--- START ---
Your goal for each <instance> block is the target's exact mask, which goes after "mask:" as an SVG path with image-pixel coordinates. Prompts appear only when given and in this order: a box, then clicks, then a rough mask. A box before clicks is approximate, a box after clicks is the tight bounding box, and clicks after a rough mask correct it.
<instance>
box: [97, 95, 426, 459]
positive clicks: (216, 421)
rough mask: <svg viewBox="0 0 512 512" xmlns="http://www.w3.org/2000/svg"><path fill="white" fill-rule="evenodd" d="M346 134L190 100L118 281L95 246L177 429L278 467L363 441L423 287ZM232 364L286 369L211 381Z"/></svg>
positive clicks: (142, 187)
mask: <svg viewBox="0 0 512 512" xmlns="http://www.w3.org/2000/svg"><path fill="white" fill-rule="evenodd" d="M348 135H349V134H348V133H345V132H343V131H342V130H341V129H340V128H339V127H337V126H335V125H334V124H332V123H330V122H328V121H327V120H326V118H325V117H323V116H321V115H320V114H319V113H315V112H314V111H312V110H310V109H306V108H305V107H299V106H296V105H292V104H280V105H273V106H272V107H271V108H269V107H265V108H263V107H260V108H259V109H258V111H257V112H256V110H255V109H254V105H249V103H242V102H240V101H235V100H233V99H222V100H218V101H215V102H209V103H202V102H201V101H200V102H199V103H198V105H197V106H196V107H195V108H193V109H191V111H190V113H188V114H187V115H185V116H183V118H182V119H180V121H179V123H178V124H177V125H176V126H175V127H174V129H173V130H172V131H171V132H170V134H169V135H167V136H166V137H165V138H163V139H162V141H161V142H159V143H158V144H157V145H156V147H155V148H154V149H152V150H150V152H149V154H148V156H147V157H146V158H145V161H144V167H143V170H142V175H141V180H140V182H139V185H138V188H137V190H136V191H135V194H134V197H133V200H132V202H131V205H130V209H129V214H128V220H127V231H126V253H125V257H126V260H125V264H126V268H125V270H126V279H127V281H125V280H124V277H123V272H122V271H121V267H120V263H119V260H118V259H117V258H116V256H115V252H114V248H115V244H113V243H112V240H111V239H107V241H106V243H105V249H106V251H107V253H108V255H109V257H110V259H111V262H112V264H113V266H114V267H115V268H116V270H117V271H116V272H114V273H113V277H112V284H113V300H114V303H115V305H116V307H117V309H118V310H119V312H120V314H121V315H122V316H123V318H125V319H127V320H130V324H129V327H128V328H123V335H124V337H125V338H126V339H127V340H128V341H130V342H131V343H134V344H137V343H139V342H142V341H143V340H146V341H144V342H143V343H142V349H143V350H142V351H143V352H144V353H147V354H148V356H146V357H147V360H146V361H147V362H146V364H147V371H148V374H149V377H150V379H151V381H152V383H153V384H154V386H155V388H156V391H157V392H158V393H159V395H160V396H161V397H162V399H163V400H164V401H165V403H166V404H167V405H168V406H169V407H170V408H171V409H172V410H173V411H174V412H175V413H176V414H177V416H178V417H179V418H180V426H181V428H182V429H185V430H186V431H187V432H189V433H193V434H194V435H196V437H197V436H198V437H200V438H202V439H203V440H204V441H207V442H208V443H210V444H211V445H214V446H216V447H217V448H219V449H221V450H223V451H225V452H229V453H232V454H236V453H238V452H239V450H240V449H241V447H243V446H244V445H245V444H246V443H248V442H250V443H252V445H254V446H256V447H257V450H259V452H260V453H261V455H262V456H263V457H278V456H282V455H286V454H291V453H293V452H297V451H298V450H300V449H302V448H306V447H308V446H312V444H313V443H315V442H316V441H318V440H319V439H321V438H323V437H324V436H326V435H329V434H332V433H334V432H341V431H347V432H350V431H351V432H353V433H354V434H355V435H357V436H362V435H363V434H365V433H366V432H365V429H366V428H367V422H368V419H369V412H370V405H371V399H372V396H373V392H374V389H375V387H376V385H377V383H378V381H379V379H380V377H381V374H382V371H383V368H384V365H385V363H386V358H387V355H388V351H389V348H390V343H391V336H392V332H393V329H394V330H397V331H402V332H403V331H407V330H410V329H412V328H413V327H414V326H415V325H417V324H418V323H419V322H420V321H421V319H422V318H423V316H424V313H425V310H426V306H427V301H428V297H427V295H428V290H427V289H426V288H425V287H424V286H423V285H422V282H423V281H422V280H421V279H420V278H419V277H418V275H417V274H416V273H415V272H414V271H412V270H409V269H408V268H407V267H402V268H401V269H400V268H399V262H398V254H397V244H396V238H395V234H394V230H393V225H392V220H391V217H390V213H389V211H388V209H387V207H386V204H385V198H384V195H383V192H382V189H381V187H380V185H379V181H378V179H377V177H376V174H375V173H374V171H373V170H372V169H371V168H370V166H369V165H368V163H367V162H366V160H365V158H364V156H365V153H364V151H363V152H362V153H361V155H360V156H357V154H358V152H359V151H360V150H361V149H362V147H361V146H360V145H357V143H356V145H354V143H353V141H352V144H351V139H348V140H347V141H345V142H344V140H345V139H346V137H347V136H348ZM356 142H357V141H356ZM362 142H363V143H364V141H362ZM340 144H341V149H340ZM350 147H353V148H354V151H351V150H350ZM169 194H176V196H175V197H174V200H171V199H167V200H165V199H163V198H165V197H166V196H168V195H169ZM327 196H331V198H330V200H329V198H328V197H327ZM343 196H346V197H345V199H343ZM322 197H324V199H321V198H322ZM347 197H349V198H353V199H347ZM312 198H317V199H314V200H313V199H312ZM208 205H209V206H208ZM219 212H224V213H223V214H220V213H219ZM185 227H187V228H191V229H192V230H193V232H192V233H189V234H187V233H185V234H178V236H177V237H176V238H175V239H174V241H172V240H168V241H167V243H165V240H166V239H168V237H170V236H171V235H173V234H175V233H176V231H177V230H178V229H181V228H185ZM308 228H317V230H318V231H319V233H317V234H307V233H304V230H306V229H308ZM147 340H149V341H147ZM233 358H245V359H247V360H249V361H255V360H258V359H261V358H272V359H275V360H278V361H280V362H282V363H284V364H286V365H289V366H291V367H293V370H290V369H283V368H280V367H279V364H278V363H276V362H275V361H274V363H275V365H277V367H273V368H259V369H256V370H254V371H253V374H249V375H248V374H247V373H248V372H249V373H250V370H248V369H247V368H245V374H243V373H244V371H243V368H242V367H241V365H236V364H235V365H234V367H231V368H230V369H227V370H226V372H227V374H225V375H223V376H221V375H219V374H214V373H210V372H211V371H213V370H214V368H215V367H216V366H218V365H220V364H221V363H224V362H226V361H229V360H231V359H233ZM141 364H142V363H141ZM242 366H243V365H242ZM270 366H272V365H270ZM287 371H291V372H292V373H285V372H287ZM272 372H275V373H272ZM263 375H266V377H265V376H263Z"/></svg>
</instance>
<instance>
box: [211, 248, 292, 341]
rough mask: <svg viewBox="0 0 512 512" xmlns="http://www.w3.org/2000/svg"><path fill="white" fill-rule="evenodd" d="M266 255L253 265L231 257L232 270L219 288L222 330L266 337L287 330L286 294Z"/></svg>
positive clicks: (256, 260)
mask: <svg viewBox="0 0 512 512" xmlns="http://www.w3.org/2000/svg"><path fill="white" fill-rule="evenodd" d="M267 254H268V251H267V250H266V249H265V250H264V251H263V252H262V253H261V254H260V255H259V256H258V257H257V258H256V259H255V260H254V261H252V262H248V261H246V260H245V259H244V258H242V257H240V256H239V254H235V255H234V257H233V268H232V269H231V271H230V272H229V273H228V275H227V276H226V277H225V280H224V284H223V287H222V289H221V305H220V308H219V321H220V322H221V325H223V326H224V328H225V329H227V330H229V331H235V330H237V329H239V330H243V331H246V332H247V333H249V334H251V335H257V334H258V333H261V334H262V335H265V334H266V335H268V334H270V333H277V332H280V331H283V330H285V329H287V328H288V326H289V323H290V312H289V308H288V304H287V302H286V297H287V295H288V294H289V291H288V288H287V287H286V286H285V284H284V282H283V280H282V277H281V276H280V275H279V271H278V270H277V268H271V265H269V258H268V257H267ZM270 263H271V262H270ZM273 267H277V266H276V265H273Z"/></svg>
--- END ---
--- START ---
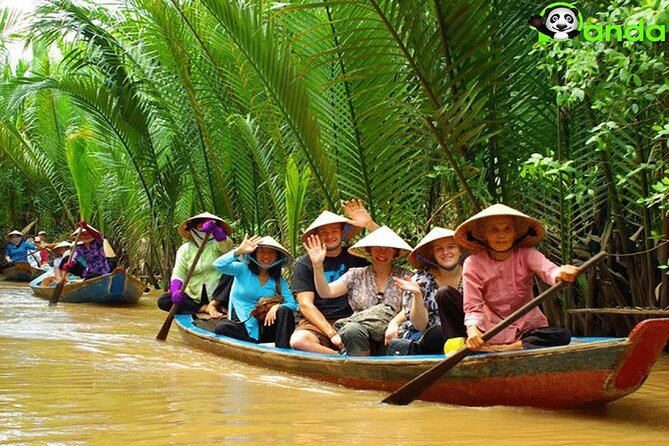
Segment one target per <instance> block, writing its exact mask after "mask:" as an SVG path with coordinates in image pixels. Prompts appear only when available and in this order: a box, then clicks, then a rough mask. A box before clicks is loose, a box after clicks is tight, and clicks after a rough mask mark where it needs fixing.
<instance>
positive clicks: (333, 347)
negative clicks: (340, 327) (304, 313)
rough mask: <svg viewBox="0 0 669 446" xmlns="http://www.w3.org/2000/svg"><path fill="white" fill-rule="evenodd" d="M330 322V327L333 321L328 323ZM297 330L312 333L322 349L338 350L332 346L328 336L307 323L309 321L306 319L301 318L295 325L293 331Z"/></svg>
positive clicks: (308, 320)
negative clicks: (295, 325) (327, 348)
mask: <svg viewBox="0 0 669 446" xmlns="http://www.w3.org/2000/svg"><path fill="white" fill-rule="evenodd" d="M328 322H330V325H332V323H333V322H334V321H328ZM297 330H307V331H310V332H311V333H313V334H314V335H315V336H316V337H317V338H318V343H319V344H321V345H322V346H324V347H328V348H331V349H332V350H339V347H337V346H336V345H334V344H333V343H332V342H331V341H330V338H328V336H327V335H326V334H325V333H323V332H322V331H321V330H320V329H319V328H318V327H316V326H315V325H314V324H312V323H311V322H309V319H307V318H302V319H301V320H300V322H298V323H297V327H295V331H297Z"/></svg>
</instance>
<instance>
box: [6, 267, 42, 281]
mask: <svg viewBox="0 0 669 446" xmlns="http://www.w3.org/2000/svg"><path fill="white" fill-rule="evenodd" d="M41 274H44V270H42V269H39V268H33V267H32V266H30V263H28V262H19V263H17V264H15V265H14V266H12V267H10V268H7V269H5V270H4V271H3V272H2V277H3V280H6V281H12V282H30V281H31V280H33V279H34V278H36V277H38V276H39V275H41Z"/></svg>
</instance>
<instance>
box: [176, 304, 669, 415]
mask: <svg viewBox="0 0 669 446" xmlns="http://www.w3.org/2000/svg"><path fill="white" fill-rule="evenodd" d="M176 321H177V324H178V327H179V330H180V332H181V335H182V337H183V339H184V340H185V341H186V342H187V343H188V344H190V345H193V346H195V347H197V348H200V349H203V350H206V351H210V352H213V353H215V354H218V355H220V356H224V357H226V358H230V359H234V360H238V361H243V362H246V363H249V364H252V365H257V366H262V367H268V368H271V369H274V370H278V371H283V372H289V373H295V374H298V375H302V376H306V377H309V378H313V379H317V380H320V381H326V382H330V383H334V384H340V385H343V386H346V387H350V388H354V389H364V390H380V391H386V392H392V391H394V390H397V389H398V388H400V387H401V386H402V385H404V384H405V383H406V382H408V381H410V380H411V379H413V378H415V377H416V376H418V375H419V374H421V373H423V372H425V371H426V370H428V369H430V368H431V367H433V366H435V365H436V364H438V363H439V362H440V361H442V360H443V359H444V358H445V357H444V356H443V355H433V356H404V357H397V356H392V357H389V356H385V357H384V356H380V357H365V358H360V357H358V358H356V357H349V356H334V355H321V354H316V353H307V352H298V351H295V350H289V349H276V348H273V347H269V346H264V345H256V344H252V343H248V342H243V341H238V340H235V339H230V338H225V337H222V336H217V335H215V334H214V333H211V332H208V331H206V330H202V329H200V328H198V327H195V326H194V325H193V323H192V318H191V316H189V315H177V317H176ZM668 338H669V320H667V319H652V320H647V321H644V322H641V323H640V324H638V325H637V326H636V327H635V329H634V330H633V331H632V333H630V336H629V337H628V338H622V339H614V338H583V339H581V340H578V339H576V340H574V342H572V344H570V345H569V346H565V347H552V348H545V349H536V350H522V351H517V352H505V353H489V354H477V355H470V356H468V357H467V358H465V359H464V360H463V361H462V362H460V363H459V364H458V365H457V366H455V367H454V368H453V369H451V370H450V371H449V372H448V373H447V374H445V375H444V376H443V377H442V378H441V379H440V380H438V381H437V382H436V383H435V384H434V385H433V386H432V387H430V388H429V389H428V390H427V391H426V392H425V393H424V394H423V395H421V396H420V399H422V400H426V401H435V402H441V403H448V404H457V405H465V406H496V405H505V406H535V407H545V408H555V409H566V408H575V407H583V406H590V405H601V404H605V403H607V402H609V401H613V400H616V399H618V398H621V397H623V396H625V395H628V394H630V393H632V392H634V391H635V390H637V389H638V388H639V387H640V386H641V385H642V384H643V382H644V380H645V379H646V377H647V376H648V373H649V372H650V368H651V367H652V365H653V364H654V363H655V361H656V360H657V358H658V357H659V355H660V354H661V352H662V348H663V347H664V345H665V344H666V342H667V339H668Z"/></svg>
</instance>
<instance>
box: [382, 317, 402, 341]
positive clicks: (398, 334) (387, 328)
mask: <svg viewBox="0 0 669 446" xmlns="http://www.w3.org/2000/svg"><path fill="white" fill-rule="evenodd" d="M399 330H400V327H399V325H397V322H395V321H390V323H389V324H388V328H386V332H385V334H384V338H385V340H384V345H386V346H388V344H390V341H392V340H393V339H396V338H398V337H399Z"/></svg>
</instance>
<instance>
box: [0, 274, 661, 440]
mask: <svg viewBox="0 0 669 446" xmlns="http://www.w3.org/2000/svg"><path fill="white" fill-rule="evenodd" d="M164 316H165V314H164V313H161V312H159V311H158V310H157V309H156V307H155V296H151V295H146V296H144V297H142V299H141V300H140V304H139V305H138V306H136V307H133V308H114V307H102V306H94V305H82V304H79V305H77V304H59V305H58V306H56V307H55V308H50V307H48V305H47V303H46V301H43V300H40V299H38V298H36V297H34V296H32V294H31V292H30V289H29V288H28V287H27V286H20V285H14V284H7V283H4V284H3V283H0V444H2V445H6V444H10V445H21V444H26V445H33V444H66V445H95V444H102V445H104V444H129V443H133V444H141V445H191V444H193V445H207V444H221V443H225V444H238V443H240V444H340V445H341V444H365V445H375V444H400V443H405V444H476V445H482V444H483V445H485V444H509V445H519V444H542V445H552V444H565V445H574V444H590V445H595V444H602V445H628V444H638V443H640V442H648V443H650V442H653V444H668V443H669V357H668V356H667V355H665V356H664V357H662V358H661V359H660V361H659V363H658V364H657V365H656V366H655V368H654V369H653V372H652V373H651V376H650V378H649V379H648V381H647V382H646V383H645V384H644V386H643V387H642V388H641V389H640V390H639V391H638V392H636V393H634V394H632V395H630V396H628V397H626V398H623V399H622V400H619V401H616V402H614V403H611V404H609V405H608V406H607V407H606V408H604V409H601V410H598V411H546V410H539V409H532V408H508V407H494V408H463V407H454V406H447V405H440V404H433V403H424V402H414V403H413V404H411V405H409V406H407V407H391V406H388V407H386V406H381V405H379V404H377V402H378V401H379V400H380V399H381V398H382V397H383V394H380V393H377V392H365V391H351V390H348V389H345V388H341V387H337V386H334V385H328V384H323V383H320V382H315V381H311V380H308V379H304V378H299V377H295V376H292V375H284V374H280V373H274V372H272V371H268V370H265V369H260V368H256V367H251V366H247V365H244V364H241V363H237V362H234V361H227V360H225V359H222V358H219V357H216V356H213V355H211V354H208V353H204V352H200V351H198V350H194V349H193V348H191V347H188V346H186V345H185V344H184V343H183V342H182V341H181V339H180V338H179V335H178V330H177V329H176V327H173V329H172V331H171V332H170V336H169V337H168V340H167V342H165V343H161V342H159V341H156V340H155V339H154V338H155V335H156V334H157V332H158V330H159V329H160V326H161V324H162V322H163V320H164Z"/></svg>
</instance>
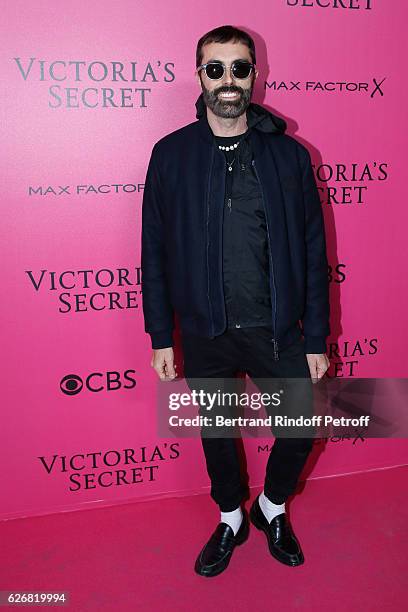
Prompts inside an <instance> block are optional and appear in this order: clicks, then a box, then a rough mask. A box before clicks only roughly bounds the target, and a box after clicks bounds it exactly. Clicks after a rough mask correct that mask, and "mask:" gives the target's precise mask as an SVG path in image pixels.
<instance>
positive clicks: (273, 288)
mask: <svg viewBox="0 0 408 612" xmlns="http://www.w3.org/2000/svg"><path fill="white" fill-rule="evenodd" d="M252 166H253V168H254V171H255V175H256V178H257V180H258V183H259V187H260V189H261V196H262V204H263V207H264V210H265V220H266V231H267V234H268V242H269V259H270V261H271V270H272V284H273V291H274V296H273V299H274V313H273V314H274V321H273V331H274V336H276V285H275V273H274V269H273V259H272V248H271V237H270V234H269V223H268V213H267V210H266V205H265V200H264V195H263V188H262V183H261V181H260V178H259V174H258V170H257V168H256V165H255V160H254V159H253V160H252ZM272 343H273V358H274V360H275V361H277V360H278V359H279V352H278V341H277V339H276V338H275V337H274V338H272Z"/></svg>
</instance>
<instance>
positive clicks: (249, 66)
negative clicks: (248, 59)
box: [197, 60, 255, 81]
--- END ---
--- START ---
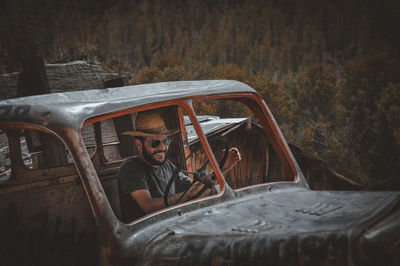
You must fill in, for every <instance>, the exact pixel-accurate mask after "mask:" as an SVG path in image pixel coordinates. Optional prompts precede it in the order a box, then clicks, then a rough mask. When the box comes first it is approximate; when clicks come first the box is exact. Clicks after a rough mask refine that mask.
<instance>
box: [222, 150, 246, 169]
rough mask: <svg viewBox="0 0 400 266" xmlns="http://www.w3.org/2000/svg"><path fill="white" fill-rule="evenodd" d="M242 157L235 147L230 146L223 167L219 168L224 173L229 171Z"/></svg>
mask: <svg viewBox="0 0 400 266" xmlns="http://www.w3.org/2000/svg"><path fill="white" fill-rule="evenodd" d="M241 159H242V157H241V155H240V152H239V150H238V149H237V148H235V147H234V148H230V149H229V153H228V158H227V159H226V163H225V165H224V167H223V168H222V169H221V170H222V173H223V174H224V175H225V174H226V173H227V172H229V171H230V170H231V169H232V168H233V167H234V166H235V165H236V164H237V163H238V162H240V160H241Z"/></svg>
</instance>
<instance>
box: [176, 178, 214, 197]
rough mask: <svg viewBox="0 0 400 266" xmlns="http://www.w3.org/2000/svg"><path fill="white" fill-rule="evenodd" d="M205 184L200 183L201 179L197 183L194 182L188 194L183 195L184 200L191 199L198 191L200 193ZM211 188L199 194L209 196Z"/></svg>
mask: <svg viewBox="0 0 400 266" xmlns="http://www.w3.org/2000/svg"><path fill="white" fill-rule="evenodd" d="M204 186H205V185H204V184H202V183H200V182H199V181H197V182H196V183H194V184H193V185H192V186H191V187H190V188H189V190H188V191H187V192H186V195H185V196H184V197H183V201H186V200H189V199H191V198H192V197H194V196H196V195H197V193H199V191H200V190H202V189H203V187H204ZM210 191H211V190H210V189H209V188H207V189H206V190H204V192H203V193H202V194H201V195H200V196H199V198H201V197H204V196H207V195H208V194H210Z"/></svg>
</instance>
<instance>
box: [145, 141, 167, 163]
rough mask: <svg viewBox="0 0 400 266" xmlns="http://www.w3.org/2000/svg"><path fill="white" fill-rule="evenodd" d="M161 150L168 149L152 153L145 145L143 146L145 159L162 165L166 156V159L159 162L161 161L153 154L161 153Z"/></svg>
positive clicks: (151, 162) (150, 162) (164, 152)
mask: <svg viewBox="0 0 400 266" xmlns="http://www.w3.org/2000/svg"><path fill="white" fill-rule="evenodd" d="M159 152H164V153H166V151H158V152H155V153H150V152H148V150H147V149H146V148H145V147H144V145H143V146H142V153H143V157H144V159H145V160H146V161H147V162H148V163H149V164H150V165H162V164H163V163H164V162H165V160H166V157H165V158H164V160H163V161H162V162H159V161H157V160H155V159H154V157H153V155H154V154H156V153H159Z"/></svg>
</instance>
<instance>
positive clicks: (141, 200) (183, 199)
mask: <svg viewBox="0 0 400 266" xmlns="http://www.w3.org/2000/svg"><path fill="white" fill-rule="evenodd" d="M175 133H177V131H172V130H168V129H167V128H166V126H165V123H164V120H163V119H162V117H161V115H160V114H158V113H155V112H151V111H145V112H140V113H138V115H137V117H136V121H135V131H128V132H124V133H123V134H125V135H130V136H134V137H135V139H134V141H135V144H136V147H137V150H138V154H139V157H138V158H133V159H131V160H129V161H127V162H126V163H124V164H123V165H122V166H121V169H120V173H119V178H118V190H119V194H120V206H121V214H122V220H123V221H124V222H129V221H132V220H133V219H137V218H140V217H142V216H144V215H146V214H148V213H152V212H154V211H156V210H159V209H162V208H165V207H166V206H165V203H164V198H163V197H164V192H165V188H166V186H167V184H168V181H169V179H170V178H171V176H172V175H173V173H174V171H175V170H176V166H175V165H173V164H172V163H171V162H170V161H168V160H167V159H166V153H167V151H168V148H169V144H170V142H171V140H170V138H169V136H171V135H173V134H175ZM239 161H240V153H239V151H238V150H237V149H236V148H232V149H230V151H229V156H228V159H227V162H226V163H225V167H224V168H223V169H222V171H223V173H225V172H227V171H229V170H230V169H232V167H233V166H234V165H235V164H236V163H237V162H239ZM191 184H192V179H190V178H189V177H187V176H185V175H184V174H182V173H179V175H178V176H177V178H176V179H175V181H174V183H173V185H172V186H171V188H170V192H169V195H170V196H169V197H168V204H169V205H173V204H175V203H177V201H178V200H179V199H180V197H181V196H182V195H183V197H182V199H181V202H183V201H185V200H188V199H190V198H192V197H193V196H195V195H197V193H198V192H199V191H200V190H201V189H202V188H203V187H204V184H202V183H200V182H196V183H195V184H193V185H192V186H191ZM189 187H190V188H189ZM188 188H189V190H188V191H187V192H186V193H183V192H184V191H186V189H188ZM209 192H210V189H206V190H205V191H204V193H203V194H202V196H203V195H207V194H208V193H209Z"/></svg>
--- END ---
→ Task directions
The exact lines of the material above starting at the one that contains "Your goal for" and ending at the one that contains "134L190 100L118 281L95" are what to retype; leave out everything else.

→ Exercise response
Your goal for each <instance> block is the target's exact mask, which goes after "mask:" as an SVG path with image-pixel coordinates. Prompts appear only when given and in this order: a box, then clicks, then a rough mask. A box before clicks is approximate, a box after clicks is the tight bounding box, and clicks after a rough mask correct it.
<instance>
box: [97, 95, 426, 459]
positive clicks: (216, 421)
rough mask: <svg viewBox="0 0 512 512" xmlns="http://www.w3.org/2000/svg"><path fill="white" fill-rule="evenodd" d="M346 134L190 100L118 281L95 246L177 429L278 467L363 441L423 287ZM232 364L286 369L211 381Z"/></svg>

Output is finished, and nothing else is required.